**WORK ITEM**:
The expected output is each line in the data below that includes the string "block".

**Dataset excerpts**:
++++++
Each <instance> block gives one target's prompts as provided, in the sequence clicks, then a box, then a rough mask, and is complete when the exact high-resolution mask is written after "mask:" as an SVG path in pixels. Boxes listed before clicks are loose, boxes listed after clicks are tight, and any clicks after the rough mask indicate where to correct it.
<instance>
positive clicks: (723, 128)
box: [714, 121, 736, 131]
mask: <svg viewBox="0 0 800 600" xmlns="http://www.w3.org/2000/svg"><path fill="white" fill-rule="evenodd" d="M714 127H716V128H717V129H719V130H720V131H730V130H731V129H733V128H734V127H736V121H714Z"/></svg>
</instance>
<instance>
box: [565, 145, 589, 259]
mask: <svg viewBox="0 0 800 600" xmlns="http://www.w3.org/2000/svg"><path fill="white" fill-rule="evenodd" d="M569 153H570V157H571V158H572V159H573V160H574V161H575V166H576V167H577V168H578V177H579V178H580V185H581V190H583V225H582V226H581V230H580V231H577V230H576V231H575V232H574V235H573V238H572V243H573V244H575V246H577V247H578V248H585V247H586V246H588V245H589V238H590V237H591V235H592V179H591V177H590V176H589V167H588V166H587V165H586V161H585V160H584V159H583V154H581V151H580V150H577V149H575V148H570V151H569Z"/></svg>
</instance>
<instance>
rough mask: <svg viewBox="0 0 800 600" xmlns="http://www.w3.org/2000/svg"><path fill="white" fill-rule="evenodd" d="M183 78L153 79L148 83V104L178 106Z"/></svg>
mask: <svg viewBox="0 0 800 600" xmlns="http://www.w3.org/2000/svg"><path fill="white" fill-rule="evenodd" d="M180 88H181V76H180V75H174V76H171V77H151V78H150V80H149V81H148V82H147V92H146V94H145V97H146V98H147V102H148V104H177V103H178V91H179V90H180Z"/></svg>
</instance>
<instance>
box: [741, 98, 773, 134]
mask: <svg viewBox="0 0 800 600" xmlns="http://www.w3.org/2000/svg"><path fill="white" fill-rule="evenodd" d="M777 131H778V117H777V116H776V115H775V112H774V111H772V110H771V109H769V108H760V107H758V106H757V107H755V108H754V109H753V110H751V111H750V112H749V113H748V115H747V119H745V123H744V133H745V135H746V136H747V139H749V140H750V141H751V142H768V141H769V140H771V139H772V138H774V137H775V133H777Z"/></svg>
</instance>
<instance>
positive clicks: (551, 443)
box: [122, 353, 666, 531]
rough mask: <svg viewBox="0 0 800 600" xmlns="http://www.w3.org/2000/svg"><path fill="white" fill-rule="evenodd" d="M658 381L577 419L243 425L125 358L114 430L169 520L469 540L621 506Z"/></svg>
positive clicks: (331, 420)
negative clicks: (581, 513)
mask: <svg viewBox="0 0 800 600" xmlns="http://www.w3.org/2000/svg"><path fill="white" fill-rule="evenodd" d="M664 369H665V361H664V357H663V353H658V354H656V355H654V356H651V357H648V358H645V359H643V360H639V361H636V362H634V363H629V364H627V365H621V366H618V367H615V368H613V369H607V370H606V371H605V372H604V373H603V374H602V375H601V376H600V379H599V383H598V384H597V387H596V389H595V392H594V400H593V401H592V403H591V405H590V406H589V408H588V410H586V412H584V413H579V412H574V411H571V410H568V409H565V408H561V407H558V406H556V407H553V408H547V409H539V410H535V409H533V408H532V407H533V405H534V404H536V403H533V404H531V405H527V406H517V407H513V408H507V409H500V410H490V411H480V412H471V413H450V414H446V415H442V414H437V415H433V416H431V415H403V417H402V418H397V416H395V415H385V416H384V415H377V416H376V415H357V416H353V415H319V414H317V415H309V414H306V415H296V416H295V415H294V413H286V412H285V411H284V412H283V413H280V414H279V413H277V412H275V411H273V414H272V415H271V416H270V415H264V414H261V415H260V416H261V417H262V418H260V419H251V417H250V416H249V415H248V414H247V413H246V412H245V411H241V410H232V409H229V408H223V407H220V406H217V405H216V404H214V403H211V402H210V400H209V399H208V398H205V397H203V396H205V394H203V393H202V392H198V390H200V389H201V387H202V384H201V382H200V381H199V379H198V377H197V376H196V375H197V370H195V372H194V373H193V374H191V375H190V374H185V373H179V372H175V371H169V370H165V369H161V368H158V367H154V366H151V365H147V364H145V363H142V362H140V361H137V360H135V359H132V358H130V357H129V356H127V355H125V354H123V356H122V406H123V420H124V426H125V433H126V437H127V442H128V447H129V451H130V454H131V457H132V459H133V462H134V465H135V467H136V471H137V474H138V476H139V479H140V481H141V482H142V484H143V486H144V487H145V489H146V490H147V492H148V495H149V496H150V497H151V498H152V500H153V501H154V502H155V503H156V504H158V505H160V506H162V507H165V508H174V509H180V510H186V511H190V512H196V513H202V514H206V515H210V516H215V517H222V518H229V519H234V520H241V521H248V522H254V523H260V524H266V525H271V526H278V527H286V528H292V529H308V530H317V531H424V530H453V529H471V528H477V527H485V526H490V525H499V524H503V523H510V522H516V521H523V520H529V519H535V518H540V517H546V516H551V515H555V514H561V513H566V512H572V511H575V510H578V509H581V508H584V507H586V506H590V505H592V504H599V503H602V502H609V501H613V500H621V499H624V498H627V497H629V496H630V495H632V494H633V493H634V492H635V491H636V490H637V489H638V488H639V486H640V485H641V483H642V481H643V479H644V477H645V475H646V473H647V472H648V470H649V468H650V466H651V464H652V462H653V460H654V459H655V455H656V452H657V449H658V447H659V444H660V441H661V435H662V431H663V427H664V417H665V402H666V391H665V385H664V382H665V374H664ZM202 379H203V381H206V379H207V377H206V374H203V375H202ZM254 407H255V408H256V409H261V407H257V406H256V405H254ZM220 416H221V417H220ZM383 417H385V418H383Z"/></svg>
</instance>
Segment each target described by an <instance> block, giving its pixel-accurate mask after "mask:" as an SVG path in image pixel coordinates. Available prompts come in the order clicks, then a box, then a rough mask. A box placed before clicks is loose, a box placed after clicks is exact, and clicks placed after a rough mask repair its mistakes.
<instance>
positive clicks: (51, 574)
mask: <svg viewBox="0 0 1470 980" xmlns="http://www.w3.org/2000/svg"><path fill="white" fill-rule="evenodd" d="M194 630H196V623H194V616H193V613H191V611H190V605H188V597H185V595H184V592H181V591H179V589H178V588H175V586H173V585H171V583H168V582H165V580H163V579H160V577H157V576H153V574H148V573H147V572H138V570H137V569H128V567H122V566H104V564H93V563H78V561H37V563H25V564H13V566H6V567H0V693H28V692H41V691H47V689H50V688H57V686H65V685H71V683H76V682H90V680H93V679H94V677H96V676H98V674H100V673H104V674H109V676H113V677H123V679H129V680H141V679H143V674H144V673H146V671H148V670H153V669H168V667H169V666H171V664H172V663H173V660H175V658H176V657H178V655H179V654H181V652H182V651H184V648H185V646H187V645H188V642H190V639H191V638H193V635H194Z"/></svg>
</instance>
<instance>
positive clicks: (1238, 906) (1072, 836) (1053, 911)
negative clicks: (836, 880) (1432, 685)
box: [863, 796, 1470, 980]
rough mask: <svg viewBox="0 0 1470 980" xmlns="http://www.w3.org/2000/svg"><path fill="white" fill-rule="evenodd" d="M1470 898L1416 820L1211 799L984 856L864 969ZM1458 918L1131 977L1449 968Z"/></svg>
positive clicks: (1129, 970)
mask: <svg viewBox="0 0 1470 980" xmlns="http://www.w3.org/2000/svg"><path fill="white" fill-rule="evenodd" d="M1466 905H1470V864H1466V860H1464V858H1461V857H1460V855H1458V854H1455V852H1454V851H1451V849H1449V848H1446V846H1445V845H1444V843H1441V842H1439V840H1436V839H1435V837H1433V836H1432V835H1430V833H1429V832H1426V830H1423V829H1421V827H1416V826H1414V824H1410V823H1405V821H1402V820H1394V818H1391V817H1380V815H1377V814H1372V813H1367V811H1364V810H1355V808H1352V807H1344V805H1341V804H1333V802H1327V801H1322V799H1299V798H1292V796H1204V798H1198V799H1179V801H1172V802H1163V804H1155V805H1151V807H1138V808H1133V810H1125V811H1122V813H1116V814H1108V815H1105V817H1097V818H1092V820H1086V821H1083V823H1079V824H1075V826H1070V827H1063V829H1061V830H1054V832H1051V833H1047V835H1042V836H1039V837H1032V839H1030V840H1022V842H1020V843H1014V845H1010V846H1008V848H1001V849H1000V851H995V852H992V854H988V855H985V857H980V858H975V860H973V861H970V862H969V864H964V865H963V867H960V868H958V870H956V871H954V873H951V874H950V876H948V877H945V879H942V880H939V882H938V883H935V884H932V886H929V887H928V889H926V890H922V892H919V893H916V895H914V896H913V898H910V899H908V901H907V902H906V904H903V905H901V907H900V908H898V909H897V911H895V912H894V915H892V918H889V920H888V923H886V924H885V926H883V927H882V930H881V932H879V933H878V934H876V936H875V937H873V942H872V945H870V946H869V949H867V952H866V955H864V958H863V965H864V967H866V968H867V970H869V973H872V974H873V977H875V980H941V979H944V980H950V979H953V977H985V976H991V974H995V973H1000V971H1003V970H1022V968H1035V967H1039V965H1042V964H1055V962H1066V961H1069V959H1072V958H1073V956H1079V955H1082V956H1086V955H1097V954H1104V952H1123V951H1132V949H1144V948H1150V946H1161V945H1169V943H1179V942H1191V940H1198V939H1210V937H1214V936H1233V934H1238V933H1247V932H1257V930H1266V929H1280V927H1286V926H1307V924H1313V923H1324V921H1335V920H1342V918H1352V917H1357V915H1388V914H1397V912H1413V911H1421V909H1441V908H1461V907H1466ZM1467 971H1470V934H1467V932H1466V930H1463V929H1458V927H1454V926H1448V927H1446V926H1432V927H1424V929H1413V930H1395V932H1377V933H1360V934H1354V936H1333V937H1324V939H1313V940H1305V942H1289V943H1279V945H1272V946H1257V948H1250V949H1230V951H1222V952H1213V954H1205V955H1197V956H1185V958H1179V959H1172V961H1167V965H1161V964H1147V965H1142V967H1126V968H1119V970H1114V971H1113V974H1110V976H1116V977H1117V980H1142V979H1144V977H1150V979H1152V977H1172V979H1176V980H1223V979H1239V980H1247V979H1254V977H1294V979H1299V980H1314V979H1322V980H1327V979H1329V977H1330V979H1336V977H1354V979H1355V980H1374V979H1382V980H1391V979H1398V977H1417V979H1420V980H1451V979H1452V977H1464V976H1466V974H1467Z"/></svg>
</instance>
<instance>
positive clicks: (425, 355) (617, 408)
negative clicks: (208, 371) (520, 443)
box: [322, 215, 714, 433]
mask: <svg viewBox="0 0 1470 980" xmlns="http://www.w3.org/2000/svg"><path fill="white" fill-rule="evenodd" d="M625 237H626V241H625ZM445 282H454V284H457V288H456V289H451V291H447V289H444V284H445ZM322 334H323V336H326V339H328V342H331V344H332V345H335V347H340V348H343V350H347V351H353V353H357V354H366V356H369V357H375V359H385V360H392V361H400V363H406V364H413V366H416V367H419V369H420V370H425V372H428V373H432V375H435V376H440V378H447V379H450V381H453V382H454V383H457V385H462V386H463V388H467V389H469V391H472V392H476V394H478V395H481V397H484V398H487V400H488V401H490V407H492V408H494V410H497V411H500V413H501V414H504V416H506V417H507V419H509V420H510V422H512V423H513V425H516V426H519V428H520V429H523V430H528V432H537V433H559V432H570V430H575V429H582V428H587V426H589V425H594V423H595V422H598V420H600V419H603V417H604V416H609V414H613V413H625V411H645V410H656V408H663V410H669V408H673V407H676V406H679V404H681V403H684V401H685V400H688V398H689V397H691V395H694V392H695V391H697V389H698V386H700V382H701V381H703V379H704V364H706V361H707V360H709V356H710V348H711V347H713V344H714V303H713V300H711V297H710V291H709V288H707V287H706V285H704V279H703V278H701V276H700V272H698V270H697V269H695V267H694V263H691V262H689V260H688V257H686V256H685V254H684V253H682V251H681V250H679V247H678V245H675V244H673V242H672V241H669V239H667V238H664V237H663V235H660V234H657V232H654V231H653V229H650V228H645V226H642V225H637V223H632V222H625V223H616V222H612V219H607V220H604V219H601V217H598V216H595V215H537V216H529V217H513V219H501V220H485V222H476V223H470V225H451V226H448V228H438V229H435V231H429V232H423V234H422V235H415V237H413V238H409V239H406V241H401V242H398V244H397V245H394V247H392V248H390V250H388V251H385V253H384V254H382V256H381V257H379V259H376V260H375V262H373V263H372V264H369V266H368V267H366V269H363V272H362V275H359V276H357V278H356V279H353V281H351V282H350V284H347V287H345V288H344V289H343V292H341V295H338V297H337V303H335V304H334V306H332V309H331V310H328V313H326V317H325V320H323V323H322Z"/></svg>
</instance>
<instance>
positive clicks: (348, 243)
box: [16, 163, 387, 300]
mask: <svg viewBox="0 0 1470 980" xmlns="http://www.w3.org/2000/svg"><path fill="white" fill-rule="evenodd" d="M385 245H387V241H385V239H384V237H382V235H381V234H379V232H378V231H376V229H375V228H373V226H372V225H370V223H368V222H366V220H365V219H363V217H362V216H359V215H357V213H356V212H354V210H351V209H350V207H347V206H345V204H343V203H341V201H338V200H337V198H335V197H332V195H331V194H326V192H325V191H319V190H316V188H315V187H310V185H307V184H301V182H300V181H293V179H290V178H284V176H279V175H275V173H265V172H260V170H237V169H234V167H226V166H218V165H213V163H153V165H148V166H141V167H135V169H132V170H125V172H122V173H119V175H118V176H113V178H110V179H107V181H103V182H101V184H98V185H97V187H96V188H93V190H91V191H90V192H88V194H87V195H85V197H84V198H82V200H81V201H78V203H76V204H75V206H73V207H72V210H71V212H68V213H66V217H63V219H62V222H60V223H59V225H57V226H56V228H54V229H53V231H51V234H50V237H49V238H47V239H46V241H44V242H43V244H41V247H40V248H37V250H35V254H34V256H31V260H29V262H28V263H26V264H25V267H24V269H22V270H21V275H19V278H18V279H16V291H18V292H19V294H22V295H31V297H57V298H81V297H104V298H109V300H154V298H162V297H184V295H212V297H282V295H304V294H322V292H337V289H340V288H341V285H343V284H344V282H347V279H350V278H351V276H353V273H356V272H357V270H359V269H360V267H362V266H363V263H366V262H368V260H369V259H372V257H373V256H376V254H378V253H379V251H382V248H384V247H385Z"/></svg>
++++++
**EXERCISE SOLUTION**:
Each <instance> block gives one target's prompts as provided, in the sequence clicks, then a box, then a rough mask, and is complete when the exact high-resolution mask is written after "mask:" as an SVG path in pixels. Boxes listed before clicks are loose, boxes listed after clicks are tight, and any clicks after the rough mask indicate where to correct it.
Segment each target described by an <instance> block, giving its pixel-accurate mask after "mask:" as an SVG path in image pixel coordinates. Available prompts come in the order clicks, then a box, then a rough mask. A box placed before clicks is loose, a box placed after clicks is exact, and clicks placed after a rough mask repair its mistakes.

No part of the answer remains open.